_SOURCE EXTRACT_:
begin

Mandatory inlined functions for unsized types and 'super lifetime?

A while ago I put together the hoist_temporaries crate and an accompanying blog post as an experiment to delve into exactly the temporaries boilerplate problem :slight_smile: Thoughts very welcome!

Hi, intriguing indeed. Re your 3rd example.. How can the code/compiler decide when/if to drop that upper-case String? Doesn't it seem that main cannot possibly know if v has been assigned?

P.S. my suggestion doesn't solve it any better.. my suggestion requires that a new &own kind of references is introduced.. so that such a String could be returned up the call stack as a reference..

P.P.S. it does seem like all these is about playing with type state.. as if I knew much about type theory in general and type state in particular..

Whether something needs to be dropped is actually (surprisingly!) tracked at runtime: https://doc.rust-lang.org/nomicon/drop-flags.html - in many cases this can be optimised away to static drops, but that's an optimisation rather than a guarantee :slight_smile:

Hmm okay.. Isn't it the case however that in your 3rd example it is upper_if_odd() that knows if v has been assigned but it is main() that needs to decide to drop or not to drop?

If no information is passed implicitly between the two wouldn't it be the case that the boolean flag that would have been needed to decide on dropping/not dropping would be lost as upper_if_odd() exits and would not be known to main()?

If &write was added I suppose one would also wish to use v in main() directly once it has been assigned in upper_if_odd(). It would be quite unexpected however for one's ability to do this to depend on internal details of upper_if_odd(). Rust tradition seems to demand that this valuable info needs to be encoded in upper_if_odd() signature instead...

Indeed, that's why I used &mut Option references instead of &out references that can be implemented in user code. Plus, when the optimizer does get knowledge of the functions involved, it can optimize away the check of the drop flag:

#[no_mangle] pub
fn f1 ()
{
    // `a` is an array of elems with drop glue.
    match lib::f2(&mut None) { a => unsafe {
        ::libc::write(1, a.as_ptr().cast(), 0);
    }}
}

becomes:

f1:
	pushq	%rbx
	subq	$16, %rsp
	movb	$1, (%rsp)
	leaq	1(%rsp), %rbx
	movq	$0, 1(%rsp)
	movw	$0, 9(%rsp)
	movl	$1, %edi
	movq	%rbx, %rsi
	xorl	%edx, %edx
	callq	*write@GOTPCREL(%rip)
	movq	%rbx, %rdi
	callq	core::ptr::drop_in_place
	addq	$16, %rsp
	popq	%rbx
	retq

So, as you can see, the flag check can be elided in some situations. When the buffer has no drop glue, it will be elided too. But when the function that initializes the caller value is not inlined, and if the value has drop glue, then indeed there may be a necessary flag check.


Regarding language sugar, I much prefer @illicitonion's suggestion of let a; … &out a (with an a: &'a out <existential impl Sized> for the callee) than the less usual super 'a notation :slightly_smiling_face:. But in the meantime, we do not need sugar, we just need that existential impl Sized in argument position to work. Once we get that, we'll be able to write this kind of pattern and experiment with it. Then (and imho, only then) would it be useful to discuss any sugaring of the pattern.

1 Like

Nice. For the sake of the argument the following imaginary style

fn foo<super 'a>() -> &own [u8] {...}

can be seen as offering more flexibility:

  • single implicitly passed buffer can be used to construct several objects (connected or perhaps returned as a tuple)

end

_GIVEN INSTRUCTION A_: Put the lines of the records from the line containing "Annotation task — mark the gray" through the line containing "<point>901,750</point>" into a JSON list of strings, one string per line, with both of those lines included and blank lines omitted.
The forum thread and the records are unrelated material.

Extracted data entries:
begin

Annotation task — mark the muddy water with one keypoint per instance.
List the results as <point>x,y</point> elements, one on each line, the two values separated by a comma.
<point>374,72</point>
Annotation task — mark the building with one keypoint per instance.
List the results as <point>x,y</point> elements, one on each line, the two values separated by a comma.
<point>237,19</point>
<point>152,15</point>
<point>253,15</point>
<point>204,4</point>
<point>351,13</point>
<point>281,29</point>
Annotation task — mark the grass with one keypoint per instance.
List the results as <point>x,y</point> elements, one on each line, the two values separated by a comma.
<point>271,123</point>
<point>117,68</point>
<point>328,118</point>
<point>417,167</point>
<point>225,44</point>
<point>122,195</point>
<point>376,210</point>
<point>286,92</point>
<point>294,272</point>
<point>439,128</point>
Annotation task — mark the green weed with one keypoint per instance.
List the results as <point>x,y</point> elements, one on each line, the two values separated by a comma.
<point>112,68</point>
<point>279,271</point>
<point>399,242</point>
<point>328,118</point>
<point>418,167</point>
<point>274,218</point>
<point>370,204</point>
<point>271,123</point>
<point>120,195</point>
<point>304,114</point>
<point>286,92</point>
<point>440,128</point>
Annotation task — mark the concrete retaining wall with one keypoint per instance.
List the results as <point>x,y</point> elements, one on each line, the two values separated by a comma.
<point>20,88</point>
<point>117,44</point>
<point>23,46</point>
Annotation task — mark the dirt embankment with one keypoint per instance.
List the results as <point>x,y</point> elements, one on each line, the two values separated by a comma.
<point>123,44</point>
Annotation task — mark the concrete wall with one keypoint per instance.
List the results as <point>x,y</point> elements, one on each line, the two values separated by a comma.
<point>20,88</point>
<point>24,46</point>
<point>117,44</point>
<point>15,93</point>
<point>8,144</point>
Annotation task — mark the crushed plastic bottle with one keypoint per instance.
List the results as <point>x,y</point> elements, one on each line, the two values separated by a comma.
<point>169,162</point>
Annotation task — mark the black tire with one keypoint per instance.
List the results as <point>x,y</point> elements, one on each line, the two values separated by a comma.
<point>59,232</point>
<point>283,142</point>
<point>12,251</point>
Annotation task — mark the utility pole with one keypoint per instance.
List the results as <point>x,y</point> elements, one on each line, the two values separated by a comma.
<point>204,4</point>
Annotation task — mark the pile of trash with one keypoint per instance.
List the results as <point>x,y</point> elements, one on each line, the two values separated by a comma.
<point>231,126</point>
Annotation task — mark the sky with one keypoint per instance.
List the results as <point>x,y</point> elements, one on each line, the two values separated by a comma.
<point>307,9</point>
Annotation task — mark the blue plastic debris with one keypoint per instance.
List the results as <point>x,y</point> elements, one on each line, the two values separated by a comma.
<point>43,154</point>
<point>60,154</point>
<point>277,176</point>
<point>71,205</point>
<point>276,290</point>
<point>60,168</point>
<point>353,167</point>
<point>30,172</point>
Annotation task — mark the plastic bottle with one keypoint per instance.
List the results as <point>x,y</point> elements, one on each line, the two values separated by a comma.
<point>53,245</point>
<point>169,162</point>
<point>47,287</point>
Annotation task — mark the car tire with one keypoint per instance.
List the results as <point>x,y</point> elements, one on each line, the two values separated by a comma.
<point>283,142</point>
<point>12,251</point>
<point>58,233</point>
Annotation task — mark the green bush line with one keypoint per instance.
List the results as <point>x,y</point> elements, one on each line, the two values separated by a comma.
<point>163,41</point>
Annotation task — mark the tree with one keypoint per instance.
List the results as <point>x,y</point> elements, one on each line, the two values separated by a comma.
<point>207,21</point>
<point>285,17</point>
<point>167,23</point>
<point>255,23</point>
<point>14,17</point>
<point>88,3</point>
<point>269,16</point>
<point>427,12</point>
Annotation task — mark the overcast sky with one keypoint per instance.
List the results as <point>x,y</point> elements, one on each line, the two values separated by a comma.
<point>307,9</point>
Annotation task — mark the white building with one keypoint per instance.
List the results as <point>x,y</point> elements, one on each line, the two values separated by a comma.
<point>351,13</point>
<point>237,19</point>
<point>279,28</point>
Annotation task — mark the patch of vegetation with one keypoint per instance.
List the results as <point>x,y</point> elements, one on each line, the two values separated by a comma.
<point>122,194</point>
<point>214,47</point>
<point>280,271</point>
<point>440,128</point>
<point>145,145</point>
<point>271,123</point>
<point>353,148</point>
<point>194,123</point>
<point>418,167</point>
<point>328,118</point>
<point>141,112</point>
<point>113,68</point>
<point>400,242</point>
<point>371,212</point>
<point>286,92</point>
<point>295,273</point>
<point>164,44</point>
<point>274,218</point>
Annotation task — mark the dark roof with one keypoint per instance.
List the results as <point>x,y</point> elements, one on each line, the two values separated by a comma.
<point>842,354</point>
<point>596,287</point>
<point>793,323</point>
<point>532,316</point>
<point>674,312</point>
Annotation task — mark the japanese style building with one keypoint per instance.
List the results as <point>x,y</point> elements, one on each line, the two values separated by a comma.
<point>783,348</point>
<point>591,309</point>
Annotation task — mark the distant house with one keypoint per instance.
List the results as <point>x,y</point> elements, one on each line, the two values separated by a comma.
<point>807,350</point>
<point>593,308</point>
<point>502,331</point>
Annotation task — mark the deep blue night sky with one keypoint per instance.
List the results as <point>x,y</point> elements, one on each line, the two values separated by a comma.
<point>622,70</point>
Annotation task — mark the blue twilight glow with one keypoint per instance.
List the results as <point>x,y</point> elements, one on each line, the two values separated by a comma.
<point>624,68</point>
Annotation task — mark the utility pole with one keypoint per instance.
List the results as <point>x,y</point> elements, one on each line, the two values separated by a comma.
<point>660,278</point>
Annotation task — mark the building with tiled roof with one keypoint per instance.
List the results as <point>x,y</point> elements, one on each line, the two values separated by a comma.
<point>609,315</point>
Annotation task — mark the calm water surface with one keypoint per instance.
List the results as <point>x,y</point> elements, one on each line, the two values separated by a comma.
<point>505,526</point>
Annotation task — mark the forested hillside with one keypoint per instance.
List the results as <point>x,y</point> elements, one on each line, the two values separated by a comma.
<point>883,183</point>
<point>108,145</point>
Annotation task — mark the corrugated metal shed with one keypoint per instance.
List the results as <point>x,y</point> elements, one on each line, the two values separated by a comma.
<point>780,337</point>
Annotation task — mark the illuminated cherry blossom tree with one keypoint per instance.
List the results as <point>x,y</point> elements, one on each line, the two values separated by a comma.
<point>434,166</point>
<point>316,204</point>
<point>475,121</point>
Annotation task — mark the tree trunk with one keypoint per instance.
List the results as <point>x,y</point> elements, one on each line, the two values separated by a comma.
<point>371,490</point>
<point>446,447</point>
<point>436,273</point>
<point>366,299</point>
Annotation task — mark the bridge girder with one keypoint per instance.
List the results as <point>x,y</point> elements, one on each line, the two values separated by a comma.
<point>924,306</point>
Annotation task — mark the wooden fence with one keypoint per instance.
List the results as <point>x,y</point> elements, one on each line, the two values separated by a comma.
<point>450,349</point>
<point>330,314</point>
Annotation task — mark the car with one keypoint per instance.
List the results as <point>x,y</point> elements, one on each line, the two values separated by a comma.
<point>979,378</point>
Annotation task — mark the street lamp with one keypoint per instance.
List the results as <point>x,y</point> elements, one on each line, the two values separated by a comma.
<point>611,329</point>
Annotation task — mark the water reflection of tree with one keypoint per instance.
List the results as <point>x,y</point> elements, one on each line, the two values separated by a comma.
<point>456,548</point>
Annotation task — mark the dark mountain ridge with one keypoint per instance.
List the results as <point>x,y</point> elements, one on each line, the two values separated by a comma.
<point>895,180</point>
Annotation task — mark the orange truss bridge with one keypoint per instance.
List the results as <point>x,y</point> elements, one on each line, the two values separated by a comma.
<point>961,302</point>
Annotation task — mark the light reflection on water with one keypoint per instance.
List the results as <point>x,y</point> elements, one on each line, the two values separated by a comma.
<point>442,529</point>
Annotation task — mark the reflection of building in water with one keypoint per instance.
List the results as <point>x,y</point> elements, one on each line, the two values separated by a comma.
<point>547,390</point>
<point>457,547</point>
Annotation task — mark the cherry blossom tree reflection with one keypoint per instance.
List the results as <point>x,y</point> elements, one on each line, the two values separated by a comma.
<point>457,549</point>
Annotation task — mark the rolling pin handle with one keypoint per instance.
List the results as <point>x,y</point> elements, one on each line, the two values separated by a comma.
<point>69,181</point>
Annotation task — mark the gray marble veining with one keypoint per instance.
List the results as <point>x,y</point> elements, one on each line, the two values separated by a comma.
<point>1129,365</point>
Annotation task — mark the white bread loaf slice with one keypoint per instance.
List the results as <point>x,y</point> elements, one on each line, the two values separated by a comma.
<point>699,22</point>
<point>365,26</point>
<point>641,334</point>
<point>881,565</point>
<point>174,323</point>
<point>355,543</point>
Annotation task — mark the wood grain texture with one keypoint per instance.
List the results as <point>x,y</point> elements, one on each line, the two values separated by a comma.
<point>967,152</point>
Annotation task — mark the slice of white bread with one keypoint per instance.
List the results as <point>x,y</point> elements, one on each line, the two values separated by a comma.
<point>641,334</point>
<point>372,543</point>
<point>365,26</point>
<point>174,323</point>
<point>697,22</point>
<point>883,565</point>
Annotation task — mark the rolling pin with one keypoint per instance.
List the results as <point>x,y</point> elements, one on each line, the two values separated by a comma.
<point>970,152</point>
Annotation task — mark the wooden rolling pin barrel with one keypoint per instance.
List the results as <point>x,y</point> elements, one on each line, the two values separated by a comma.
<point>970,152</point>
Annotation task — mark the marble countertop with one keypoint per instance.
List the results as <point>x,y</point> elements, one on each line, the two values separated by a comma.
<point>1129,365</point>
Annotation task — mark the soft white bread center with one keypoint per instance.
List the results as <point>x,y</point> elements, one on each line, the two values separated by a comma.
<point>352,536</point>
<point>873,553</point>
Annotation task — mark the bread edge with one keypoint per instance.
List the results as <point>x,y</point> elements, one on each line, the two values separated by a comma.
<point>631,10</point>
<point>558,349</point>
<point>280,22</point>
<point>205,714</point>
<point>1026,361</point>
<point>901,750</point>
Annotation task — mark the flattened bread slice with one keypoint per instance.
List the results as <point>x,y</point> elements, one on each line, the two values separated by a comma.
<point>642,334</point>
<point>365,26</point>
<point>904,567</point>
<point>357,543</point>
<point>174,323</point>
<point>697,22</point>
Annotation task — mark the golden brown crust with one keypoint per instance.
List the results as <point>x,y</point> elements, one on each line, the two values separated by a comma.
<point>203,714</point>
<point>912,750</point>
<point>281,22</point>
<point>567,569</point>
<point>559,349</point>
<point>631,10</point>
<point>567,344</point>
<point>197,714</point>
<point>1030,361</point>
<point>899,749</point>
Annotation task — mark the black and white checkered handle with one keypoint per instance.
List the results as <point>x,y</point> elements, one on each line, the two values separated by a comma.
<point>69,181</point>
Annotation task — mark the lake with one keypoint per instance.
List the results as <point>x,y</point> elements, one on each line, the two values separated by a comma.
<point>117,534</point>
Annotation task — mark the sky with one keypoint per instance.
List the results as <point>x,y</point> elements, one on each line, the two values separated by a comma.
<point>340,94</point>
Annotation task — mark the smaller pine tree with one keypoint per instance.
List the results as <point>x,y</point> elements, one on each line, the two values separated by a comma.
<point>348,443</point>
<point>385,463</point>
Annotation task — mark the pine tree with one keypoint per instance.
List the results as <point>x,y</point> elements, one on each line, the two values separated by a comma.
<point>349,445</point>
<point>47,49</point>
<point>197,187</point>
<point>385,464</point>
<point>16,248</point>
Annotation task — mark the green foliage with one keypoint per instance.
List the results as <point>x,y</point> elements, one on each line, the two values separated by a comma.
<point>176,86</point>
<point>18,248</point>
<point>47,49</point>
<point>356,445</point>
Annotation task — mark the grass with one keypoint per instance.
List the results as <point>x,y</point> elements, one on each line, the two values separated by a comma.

end

_GIVEN INSTRUCTION B_: Output the stretch of the forum thread from "If no information" through "upper_if_odd() signature instead...", copied word for word.

_TASK OUTPUT A_:
[
  "Annotation task — mark the gray marble veining with one keypoint per instance.",
  "List the results as <point>x,y</point> elements, one on each line, the two values separated by a comma.",
  "<point>1129,365</point>",
  "Annotation task — mark the white bread loaf slice with one keypoint per instance.",
  "List the results as <point>x,y</point> elements, one on each line, the two values separated by a comma.",
  "<point>699,22</point>",
  "<point>365,26</point>",
  "<point>641,334</point>",
  "<point>881,565</point>",
  "<point>174,323</point>",
  "<point>355,543</point>",
  "Annotation task — mark the wood grain texture with one keypoint per instance.",
  "List the results as <point>x,y</point> elements, one on each line, the two values separated by a comma.",
  "<point>967,152</point>",
  "Annotation task — mark the slice of white bread with one keypoint per instance.",
  "List the results as <point>x,y</point> elements, one on each line, the two values separated by a comma.",
  "<point>641,334</point>",
  "<point>372,543</point>",
  "<point>365,26</point>",
  "<point>174,323</point>",
  "<point>697,22</point>",
  "<point>883,565</point>",
  "Annotation task — mark the rolling pin with one keypoint per instance.",
  "List the results as <point>x,y</point> elements, one on each line, the two values separated by a comma.",
  "<point>970,152</point>",
  "Annotation task — mark the wooden rolling pin barrel with one keypoint per instance.",
  "List the results as <point>x,y</point> elements, one on each line, the two values separated by a comma.",
  "<point>970,152</point>",
  "Annotation task — mark the marble countertop with one keypoint per instance.",
  "List the results as <point>x,y</point> elements, one on each line, the two values separated by a comma.",
  "<point>1129,365</point>",
  "Annotation task — mark the soft white bread center with one keypoint per instance.",
  "List the results as <point>x,y</point> elements, one on each line, the two values separated by a comma.",
  "<point>352,536</point>",
  "<point>873,553</point>",
  "Annotation task — mark the bread edge with one keypoint per instance.",
  "List the results as <point>x,y</point> elements, one on each line, the two values separated by a comma.",
  "<point>631,10</point>",
  "<point>558,349</point>",
  "<point>280,22</point>",
  "<point>205,714</point>",
  "<point>1026,361</point>",
  "<point>901,750</point>"
]

_TASK OUTPUT B_:
If no information is passed implicitly between the two wouldn't it be the case that the boolean flag that would have been needed to decide on dropping/not dropping would be lost as upper_if_odd() exits and would not be known to main()?

If &write was added I suppose one would also wish to use v in main() directly once it has been assigned in upper_if_odd(). It would be quite unexpected however for one's ability to do this to depend on internal details of upper_if_odd(). Rust tradition seems to demand that this valuable info needs to be encoded in upper_if_odd() signature instead...